--- START OF DATA LINES ---

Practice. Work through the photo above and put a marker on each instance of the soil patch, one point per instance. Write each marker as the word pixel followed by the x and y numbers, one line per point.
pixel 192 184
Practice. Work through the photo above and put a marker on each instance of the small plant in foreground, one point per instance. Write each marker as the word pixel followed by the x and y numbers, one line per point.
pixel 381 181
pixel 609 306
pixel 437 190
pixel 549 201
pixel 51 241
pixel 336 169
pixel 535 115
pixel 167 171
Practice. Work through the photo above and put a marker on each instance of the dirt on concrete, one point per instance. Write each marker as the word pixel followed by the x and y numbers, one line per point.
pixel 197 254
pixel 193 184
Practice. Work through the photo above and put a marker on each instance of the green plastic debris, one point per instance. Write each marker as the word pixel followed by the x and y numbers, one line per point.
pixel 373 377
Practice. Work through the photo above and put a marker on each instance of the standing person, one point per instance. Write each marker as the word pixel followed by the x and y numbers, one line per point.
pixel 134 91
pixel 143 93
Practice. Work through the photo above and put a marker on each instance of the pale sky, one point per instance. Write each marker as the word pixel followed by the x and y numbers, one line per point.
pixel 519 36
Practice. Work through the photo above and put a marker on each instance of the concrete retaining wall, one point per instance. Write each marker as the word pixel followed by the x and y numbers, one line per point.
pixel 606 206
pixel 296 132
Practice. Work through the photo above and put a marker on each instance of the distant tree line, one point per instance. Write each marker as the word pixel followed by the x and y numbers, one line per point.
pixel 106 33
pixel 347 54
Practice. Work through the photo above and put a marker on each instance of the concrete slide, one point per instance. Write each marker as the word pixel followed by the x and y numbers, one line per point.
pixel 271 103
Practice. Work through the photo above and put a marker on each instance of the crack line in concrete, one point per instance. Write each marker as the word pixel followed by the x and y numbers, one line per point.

--- END OF DATA LINES ---

REQUIREMENT: Copy the data above word for word, keeping every line in its original order.

SOLUTION:
Practice. Work through the photo above and put a marker on each instance of the soil patch, one point per instance. Write each marker as the word pixel followed by the x and y numbers, one line per point.
pixel 192 184
Practice. Work through the photo above and put a marker on each instance of the small plant in foreground, one point per instance. Write each marker as the word pixel followed by the x and y numbers, one line per point.
pixel 381 181
pixel 609 306
pixel 437 190
pixel 549 201
pixel 51 241
pixel 336 169
pixel 535 115
pixel 167 171
Practice. Work through the photo above and put a marker on each instance of the dirt on concrete, one point per instance. Write each marker as the word pixel followed by the x and y numbers, one line per point.
pixel 197 254
pixel 193 184
Practice. Work through the photo above and put a marker on each instance of the green plastic debris, one point per instance. Write each marker as the word pixel followed by the x and y numbers, one line per point.
pixel 373 377
Practice. Work through the photo above and put a marker on each instance of the standing person, one point per instance. Write each marker as the word pixel followed by the x and y numbers, one line per point.
pixel 134 91
pixel 143 93
Practice. Work through the photo above and put a marker on each instance of the pale sky, one point per instance. Write each marker as the word pixel followed by the x and y numbers, one line per point.
pixel 519 36
Practice. Work through the photo above and put a marker on each instance of the concrete retaining wall, one point per instance. Write each marker as the word pixel followed by the x and y numbers, one line per point.
pixel 606 206
pixel 296 132
Practice. Work through the photo above and put a marker on each instance of the distant tree line, one point per instance. Write each marker as the word pixel followed by the x and y numbers, one line per point.
pixel 106 33
pixel 347 54
Practice. Work through the photo above and put a marker on each instance of the concrete slide, one point per instance. Write each marker as the word pixel followed by the x and y numbers, one line per point.
pixel 271 103
Practice. Work through the photo above and put a marker on each instance of the crack line in concrete, one point per instance. Write each marker as the word pixel followed by the x and y numbers, one line per point.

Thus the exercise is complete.